>>>>>

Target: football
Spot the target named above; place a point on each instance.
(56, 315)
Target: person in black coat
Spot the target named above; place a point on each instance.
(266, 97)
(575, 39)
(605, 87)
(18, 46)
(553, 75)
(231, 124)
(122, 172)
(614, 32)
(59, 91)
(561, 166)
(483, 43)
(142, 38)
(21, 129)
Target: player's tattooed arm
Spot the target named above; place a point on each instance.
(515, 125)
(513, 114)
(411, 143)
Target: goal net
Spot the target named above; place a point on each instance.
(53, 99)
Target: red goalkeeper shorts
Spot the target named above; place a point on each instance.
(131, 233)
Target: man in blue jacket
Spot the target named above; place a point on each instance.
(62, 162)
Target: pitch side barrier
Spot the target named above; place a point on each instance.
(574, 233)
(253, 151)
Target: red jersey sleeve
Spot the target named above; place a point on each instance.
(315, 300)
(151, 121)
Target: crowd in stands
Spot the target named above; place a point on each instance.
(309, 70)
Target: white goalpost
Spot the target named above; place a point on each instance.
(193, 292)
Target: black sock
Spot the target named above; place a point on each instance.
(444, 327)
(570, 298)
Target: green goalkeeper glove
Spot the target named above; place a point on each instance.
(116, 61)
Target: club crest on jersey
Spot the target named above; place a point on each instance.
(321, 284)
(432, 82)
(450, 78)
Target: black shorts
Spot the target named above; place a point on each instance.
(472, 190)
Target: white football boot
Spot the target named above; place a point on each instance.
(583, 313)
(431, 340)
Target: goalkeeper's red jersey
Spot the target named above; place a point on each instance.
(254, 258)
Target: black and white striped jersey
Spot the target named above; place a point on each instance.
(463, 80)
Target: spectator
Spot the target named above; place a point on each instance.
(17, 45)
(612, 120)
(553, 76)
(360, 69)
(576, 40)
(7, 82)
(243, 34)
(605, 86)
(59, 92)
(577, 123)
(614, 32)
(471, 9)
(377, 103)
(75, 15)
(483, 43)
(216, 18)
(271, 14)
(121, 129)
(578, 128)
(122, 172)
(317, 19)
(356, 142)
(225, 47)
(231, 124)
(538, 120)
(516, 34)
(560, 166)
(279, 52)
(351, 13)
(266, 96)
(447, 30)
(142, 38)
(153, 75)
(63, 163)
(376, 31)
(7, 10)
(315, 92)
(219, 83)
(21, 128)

<<<<<

§ **Written instruction**
Give back exactly the lines running from the line containing "Target: white goalpost" through the end of the material above, both included, and nothing beyond them.

§ **Output for this task**
Target: white goalpost
Spot the target named above; place a point on each instance.
(193, 292)
Target: black sock
Spot the target named above; place a point on each instance.
(444, 327)
(570, 298)
Target: green goalkeeper glove
Spot the target named above; place a point on each instance.
(116, 61)
Target: club crest on jersey
Spot the target named above; place a point on each instance.
(321, 284)
(432, 82)
(450, 78)
Target: black shorts
Spot the target named above; place a point on each instance.
(472, 190)
Target: white football boot
Spot the target named above; place a point on each instance.
(583, 313)
(431, 340)
Target: goalkeeper's red jersey
Spot the target named above; place a point on each instance.
(254, 258)
Target: black and white striped jersey
Spot the target named above; place a point on each instance.
(463, 80)
Target: spectator
Spot the target named above; place a point on each instance.
(17, 45)
(612, 120)
(553, 76)
(360, 69)
(576, 40)
(7, 82)
(243, 34)
(605, 86)
(59, 92)
(577, 123)
(614, 32)
(471, 9)
(377, 103)
(75, 15)
(483, 43)
(216, 18)
(271, 14)
(121, 129)
(578, 128)
(122, 172)
(317, 19)
(356, 142)
(225, 47)
(231, 124)
(538, 120)
(516, 34)
(560, 166)
(279, 52)
(351, 13)
(266, 96)
(447, 30)
(142, 38)
(153, 75)
(63, 163)
(376, 31)
(7, 10)
(315, 92)
(219, 83)
(21, 128)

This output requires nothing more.